→ **DOCUMENT EXTRACT**:

━━━━

One facet of the debate over Social Security that I think is often overlooked is the WAY we are taxed to support it.
The SS payroll tax is a FLAT RATE tax starting on your first dollar, on that first job you had in high school, on wages, salaries, and self-employed earnings. There are NO EXEMPTIONS OR DEDUCTIONS.
(I'm self-employed, paid the whole 15%, even in years when my net earnings have been as low at $18K!)
Until recently SS has consistently run a surplus for decades, the direct result of payroll tax increase recommended by the Greenspan Commission established under Pres. Reagan in 1983. That increase and the resulting surplus was exactly for the purpose of getting SS ready to cope with the retirement of the Baby Boomers. And as recently as during the George W. Bush administration, SS was expected to remain in surplus until 2017.
One reason it is not now running a surplus probably has a lot to do with the fact that the 9+% unemployed are not working and contributing their payroll tax. (Everybody repeat now: JOBS, JOBS, JOBS.)
SS funding can be made solvent for the foreseeable future with some simple adjustments: namely raising the maximum taxable earnings well above the current $110K, so we get back to the point where SS taxes apply to 90-95% of total earnings in the US (as originally established), not the 80% it is now.

━━━━

→ **GIVEN ENTRIES**:
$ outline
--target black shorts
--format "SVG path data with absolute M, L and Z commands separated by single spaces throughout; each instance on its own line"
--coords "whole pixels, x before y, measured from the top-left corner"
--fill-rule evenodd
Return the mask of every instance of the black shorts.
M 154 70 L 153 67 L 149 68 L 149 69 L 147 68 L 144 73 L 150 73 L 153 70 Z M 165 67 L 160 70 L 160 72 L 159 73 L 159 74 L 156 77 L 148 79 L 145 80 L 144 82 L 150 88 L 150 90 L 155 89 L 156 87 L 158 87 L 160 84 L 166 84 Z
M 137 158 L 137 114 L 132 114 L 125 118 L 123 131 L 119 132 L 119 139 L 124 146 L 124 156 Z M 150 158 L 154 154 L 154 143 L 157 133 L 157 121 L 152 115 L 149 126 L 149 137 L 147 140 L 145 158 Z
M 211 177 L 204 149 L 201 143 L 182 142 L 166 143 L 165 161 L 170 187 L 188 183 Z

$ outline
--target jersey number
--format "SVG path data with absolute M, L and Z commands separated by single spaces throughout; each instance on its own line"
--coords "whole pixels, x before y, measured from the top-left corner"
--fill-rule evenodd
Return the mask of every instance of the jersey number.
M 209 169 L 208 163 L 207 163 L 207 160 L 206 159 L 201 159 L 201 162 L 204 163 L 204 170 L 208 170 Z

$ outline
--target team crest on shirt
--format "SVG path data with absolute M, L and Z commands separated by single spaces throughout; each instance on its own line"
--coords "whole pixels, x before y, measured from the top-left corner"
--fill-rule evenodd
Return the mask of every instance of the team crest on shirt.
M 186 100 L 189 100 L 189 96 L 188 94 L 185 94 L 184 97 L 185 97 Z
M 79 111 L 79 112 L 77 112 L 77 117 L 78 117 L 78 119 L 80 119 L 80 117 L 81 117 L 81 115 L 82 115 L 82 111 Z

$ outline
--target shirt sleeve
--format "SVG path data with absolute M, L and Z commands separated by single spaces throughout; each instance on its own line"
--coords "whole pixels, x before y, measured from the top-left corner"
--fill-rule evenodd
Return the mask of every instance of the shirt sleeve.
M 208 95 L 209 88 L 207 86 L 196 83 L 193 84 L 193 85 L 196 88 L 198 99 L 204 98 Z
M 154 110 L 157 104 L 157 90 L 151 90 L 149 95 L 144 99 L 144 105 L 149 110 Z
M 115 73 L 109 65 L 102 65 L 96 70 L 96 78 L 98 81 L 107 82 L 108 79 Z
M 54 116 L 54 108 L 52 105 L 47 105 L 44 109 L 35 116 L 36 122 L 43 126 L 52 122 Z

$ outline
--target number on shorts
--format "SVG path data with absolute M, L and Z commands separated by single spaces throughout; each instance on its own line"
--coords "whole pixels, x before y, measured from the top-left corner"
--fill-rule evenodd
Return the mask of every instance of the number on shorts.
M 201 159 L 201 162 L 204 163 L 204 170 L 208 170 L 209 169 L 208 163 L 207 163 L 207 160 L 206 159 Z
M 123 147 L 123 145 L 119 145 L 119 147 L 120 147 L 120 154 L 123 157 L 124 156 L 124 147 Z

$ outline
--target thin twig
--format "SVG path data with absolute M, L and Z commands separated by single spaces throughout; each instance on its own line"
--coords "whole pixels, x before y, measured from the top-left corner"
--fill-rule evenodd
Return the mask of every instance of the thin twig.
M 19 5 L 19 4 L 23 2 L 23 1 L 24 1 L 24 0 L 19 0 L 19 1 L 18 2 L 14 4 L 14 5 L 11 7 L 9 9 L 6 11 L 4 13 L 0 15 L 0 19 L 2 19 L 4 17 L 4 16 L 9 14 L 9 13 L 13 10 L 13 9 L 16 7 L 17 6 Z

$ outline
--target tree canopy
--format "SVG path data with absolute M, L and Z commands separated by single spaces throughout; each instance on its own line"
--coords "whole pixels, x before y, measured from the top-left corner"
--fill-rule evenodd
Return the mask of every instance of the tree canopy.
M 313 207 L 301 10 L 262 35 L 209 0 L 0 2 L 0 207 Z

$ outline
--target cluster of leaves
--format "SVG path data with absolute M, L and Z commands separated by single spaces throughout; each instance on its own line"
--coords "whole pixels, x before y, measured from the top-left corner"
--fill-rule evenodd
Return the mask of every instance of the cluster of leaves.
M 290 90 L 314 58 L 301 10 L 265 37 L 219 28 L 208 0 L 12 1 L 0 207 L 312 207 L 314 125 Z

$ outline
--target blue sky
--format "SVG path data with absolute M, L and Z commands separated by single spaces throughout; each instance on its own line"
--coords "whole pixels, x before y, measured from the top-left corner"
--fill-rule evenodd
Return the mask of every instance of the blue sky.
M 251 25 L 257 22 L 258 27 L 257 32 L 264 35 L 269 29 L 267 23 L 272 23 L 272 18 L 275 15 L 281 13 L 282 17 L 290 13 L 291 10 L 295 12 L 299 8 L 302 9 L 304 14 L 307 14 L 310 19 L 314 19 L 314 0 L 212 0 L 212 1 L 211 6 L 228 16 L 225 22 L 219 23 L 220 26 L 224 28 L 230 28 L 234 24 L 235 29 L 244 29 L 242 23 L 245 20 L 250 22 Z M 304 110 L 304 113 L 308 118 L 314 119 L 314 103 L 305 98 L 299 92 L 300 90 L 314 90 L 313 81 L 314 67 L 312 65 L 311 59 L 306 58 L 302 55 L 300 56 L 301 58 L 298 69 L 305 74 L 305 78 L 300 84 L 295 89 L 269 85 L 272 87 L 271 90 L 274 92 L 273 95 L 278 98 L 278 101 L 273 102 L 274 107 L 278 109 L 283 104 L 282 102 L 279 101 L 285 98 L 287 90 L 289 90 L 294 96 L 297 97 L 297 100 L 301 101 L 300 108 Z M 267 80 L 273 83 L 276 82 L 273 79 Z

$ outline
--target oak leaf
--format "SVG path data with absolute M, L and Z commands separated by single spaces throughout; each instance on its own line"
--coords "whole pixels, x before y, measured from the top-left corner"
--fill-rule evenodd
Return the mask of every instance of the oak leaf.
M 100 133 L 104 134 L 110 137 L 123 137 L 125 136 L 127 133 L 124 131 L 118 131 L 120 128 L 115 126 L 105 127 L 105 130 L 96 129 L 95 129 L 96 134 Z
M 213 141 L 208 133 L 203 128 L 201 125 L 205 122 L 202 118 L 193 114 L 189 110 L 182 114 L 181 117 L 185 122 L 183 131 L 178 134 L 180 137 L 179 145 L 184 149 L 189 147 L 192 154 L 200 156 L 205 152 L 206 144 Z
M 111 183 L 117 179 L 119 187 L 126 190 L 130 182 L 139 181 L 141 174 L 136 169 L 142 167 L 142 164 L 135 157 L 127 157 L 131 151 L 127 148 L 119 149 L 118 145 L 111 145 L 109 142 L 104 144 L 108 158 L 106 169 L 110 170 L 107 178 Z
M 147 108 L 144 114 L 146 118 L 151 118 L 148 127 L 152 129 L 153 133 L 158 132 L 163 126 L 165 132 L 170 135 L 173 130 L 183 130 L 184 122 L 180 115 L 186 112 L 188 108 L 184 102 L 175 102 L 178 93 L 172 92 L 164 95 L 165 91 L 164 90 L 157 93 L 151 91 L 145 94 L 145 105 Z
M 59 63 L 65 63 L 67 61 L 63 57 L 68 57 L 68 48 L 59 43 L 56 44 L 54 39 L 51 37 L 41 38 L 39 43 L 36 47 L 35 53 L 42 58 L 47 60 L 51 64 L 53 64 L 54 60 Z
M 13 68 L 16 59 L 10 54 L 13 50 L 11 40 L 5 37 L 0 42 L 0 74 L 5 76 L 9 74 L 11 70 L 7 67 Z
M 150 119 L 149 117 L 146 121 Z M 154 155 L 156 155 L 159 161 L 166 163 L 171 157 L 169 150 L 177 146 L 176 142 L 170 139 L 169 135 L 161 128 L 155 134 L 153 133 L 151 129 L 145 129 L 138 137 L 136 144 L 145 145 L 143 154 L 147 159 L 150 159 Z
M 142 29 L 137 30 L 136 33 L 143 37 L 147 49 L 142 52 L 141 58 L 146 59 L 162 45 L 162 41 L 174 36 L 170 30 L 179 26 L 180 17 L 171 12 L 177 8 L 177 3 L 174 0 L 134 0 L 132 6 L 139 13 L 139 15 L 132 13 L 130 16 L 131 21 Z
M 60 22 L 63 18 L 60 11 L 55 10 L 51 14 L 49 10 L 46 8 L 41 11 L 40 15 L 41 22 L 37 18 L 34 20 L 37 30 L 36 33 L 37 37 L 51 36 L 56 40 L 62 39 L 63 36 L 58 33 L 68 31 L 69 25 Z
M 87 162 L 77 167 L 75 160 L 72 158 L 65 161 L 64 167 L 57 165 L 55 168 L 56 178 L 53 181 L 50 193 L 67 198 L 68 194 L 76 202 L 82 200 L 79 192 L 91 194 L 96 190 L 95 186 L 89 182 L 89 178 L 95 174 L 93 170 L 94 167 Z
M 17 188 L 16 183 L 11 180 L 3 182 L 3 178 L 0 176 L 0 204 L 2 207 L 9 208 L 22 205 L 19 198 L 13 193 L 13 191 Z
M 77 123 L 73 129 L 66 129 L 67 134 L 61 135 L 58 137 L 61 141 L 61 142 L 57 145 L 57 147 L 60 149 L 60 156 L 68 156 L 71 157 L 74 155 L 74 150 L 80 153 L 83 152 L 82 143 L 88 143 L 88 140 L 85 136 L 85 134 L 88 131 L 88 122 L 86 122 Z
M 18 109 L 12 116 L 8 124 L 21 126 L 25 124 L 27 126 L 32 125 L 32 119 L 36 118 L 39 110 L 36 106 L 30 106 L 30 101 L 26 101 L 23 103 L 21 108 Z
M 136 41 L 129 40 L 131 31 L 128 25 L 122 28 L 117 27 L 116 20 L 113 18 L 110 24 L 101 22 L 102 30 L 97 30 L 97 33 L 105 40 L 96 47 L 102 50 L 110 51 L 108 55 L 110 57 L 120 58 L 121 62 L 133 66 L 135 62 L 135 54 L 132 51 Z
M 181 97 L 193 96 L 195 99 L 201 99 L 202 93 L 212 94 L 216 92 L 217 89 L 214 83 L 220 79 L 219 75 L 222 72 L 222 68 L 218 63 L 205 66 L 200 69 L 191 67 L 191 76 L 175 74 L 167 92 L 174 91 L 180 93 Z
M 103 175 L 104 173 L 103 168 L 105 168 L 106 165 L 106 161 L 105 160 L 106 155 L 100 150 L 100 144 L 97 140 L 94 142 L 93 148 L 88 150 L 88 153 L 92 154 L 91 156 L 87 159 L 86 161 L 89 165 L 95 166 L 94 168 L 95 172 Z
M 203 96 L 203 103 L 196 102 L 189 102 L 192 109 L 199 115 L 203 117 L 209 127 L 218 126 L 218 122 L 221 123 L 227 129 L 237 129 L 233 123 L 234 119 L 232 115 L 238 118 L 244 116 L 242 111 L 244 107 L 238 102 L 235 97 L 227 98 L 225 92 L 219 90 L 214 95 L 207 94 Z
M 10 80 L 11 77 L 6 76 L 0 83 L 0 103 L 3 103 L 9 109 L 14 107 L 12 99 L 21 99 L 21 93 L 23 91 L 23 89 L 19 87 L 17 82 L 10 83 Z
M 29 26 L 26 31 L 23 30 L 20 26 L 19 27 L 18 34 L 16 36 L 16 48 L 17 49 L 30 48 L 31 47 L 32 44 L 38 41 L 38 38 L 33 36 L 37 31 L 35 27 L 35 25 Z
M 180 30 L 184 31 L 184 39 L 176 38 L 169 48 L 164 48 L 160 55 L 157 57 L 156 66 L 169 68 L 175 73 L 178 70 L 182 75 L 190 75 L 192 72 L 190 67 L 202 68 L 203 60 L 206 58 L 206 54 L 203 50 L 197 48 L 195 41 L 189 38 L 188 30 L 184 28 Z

━━━━

→ **DIRECTIONS**:
[1] According to the Social Security post, which commission recommended the payroll tax increase that produced the surplus?
[2] Write the next part of the Social Security post, continuing after its final sentence.
The data was taken from a different source than the Social Security post.

→ **ANSWER SET**:
[1] The Greenspan Commission, established under President Reagan in 1983.

[2]
Over the last 30 years, wages and salaries have stagnated, stalling growth in payroll tax revenues. All the growth in income has gone to the extreme high income individuals, who are hardly touched at all by payroll taxes.
In the meantime, under the last Bush administration, the tax cuts in the GRADUATED INCOME TAX, with all its exemptions and deductions, have gone disproportionately to those high income earners. And the SS surplus has been borrowed to pay for those tax cuts (and the wars, and the Medicare drug program).
It's reform of the GRADUATED INCOME TAX, with its minimal rates and extravagant loopholes that benefit the wealthy, that is needed, so the government can pay for all those oil and gas subsidies, a bloated Pentagon budget, and Congress's pet earmarks, among other things.
For now, our bought-and-paid-for "entitlement" of Social Security should be the last thing that should be cut.